(Dataset excerpt)
===
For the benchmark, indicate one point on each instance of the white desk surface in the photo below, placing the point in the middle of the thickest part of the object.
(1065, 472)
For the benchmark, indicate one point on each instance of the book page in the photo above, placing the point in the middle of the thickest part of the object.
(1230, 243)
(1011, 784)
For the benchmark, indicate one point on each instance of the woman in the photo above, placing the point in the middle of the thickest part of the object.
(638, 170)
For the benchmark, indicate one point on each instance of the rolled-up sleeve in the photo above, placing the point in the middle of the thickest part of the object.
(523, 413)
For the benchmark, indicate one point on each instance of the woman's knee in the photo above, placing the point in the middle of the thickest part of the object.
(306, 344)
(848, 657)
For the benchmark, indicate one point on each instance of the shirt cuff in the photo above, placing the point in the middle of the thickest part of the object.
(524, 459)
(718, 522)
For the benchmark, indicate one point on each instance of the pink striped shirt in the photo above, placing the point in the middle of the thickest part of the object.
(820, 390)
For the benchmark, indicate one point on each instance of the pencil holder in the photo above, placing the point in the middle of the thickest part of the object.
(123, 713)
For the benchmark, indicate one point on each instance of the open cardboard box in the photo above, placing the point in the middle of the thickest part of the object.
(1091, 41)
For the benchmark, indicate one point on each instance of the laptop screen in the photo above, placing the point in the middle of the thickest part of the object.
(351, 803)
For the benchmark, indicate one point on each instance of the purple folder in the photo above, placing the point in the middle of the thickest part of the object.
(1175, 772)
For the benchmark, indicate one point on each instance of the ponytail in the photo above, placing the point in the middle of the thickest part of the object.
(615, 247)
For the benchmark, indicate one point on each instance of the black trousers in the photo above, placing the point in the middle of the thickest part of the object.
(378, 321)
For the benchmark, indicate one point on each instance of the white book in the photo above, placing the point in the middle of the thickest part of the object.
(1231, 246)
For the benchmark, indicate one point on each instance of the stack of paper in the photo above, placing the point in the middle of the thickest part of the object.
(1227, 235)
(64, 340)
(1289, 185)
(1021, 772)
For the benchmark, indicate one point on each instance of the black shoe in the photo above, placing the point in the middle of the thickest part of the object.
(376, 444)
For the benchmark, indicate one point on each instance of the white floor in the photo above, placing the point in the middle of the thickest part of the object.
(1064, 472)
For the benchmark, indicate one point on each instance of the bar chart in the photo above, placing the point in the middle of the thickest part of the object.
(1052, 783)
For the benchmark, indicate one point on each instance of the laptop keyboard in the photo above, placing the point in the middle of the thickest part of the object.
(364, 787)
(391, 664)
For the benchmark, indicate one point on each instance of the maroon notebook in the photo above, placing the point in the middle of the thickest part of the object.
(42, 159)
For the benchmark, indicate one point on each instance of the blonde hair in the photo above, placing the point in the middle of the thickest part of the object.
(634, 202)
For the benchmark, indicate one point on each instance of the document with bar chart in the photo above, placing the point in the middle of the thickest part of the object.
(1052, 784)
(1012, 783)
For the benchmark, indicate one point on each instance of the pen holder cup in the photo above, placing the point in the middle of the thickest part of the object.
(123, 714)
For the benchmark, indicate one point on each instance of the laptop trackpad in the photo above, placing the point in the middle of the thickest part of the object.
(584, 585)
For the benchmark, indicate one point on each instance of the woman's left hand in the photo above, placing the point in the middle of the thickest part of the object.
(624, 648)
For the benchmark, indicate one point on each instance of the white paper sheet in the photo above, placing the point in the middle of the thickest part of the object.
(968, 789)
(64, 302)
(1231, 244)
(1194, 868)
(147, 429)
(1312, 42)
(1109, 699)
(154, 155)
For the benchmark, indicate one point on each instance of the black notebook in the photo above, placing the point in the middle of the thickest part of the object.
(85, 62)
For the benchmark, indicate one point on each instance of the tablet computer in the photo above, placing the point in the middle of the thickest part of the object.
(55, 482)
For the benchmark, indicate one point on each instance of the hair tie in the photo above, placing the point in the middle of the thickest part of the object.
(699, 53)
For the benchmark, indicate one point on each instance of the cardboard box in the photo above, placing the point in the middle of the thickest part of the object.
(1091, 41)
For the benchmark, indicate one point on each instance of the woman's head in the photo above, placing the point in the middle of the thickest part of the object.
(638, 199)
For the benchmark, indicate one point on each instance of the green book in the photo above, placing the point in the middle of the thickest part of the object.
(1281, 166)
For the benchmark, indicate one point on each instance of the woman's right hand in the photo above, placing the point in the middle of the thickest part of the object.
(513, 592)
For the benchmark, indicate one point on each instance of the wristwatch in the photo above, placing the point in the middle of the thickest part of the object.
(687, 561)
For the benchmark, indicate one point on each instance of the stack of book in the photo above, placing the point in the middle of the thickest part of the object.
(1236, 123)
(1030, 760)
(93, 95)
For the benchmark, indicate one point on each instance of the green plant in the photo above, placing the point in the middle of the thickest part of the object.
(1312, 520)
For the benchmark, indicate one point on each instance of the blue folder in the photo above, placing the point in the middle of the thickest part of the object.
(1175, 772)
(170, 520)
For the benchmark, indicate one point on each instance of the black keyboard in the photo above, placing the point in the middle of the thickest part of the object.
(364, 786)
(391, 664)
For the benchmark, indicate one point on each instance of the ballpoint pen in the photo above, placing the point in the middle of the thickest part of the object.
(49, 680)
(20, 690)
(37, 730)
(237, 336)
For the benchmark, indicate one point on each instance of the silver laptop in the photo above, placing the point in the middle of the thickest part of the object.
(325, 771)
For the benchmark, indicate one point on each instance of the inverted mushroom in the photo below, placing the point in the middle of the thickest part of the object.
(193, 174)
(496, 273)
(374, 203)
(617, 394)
===
> Work to be completed: Give again, word for word, every line from the one holding "of the blue" to the end of the data.

> Solution to this task:
For the benchmark, indicate one point on each instance of the blue folder in the photo above, placing the point in the middle of the thickest part of the object.
(1175, 772)
(170, 520)
For the benchmark, indicate one point on each instance of the black keyboard in the photo above, placing the point in the middle of the thickest part of the object.
(364, 786)
(391, 664)
For the benchmark, indicate one point on each instance of the ballpoint pen in the photo above, placing the point in the middle of the thickest part of the object.
(49, 680)
(20, 690)
(37, 730)
(237, 336)
For the benchmark, indicate one point on each instance of the silver laptop in the photo above, placing the point in the middle of the thickest part of the object.
(325, 771)
For the benchmark, indicate one point on each instance of the inverted mushroom in the photo below, placing the point in the middle of the thickest part of the object.
(193, 174)
(496, 273)
(374, 203)
(617, 394)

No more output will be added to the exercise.